- Requirement -
Please reproduce, word for word, only the lines below that begin with the line containing "In the image above, can you pinpoint the blue minaret" and end with the line containing "(75, 32), (128, 80)", including both of those lines.

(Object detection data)
*-*-*
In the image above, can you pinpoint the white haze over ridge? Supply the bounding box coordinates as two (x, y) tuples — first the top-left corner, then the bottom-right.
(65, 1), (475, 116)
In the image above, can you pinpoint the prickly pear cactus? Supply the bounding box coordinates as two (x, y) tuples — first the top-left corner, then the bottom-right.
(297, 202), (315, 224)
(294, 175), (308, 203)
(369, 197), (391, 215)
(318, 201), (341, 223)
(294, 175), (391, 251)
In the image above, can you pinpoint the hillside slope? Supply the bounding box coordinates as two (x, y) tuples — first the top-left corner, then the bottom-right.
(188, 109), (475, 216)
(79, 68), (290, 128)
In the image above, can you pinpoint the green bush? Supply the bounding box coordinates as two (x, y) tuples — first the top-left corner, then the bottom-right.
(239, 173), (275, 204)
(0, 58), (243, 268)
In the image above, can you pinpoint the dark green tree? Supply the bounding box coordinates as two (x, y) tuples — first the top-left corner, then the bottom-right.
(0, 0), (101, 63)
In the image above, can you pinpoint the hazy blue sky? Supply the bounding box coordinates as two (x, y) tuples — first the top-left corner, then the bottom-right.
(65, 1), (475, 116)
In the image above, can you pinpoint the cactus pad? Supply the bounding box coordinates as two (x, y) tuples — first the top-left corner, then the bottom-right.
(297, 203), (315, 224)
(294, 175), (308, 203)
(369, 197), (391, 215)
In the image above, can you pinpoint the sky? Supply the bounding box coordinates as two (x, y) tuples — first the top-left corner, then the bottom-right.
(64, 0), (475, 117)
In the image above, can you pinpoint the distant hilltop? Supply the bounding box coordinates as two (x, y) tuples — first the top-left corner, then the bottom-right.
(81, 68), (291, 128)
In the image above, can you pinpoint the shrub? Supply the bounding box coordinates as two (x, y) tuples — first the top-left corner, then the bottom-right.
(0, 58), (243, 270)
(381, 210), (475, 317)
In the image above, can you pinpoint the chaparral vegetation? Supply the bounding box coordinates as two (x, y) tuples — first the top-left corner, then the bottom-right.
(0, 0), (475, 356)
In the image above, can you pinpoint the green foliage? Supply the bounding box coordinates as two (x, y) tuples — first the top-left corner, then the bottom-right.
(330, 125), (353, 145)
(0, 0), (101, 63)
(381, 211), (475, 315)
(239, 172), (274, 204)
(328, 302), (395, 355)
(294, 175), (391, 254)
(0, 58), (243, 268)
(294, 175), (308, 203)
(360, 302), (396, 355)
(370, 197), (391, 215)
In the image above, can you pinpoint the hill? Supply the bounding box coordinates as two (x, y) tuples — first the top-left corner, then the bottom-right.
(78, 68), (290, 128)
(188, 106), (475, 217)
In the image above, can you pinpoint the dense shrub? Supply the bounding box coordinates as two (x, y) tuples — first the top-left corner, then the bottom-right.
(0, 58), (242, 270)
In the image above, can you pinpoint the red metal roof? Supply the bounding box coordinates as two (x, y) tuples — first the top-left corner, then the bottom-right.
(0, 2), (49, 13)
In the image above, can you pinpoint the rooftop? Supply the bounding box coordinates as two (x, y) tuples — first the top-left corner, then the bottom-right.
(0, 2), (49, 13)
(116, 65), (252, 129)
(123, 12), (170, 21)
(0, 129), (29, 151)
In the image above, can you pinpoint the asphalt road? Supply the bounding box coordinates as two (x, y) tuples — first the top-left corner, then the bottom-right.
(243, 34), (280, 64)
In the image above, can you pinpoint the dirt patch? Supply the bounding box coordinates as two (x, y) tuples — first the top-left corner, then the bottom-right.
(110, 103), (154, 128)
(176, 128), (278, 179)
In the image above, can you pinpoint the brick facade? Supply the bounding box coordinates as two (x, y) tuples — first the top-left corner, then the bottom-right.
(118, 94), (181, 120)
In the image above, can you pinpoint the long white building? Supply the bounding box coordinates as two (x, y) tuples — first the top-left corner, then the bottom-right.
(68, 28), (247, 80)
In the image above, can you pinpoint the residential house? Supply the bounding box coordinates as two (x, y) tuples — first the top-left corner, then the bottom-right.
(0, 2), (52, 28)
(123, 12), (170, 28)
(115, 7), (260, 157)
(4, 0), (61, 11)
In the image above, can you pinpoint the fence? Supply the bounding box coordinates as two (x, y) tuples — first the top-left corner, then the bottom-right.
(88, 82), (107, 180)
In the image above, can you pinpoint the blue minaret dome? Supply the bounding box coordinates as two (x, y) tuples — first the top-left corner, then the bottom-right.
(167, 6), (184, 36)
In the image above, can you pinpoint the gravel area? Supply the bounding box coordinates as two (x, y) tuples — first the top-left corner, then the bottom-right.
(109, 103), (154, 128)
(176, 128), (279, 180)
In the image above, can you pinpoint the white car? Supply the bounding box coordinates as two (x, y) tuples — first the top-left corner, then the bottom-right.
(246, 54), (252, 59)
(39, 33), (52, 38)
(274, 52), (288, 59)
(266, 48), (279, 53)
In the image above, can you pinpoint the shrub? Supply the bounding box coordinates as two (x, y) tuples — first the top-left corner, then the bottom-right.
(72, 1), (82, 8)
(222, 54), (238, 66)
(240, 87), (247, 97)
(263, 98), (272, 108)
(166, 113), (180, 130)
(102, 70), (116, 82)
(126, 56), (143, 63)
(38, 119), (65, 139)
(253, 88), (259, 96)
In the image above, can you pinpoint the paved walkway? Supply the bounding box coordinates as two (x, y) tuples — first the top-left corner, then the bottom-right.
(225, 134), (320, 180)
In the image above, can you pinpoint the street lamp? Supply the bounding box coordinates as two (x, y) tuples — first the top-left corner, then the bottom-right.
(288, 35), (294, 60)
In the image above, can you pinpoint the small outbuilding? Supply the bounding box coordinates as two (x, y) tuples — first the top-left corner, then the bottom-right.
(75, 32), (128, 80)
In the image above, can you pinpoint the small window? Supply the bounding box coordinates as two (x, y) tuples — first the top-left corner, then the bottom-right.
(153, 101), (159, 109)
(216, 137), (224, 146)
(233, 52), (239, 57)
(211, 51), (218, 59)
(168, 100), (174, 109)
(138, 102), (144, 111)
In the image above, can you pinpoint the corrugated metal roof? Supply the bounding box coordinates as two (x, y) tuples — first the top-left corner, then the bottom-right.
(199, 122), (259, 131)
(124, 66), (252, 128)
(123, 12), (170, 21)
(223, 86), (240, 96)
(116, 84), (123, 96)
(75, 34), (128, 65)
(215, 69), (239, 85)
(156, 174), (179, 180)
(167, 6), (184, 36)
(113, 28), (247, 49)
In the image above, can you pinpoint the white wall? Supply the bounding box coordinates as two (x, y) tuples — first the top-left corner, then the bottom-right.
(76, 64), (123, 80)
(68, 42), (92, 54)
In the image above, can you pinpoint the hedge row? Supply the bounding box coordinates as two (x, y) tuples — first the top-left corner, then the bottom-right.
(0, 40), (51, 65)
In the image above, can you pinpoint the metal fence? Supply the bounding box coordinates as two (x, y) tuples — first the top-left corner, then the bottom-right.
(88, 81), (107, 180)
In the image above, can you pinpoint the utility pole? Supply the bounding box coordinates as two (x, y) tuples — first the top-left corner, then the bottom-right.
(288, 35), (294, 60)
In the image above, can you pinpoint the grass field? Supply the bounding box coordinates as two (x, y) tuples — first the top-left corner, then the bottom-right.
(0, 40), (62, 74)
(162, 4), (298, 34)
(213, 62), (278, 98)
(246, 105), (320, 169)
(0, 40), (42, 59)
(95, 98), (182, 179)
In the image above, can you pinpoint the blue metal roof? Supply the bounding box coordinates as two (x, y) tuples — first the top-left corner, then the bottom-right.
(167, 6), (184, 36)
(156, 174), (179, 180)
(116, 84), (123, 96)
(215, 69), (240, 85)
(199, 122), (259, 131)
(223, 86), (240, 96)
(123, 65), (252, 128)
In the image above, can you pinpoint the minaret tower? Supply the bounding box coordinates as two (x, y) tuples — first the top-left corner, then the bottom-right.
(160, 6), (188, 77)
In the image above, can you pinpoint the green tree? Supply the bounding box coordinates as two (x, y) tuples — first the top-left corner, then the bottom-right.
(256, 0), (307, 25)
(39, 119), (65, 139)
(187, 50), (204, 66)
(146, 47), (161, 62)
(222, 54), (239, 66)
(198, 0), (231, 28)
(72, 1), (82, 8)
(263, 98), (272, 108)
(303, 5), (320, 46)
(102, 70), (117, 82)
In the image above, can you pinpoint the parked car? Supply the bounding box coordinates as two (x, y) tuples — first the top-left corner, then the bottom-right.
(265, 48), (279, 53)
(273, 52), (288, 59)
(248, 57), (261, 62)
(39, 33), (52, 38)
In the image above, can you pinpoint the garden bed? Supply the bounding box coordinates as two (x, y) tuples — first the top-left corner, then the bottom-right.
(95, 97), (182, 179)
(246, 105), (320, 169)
*-*-*
- Solved problem -
In the image above, can you pinpoint the blue minaret dome? Supply the bounding box coordinates as two (x, y) tuples — first the top-left corner, then the bottom-right.
(167, 6), (184, 36)
In the image above, can you pinpoint the gravel area? Supply the bounding box coordinates as two (x, y) tuples — first the top-left corner, then the bottom-right.
(109, 103), (154, 128)
(176, 128), (279, 180)
In the image above, can you pinpoint the white car? Supply the bounding box coordinates as two (x, y) tuples — first the top-left corner, then the bottom-right.
(246, 54), (252, 59)
(39, 33), (52, 38)
(274, 52), (288, 59)
(266, 48), (279, 53)
In the image above, can you pinpoint the shrub? Supply the bounding box coordinates as two (x, y) tuples — first the top-left corner, then the bottom-right.
(72, 1), (82, 8)
(222, 54), (238, 66)
(240, 87), (247, 97)
(263, 98), (272, 108)
(166, 113), (180, 130)
(102, 70), (116, 82)
(126, 56), (143, 63)
(38, 119), (65, 139)
(253, 88), (259, 96)
In the image above, can you pinpoint the paved walkway? Supply the bounding box coordinates as two (x, y) tuples — first the top-left corner, then the bottom-right.
(225, 134), (320, 180)
In the image above, can you pinpoint the street lamp? Supply the bounding box coordinates as two (x, y) tuples — first the top-left corner, then the bottom-right.
(288, 35), (294, 60)
In the image above, can you pinpoint the small outbuilding? Supply the bounding box coordinates as two (x, y) tuples — first the top-left corner, then the bottom-right.
(75, 32), (128, 80)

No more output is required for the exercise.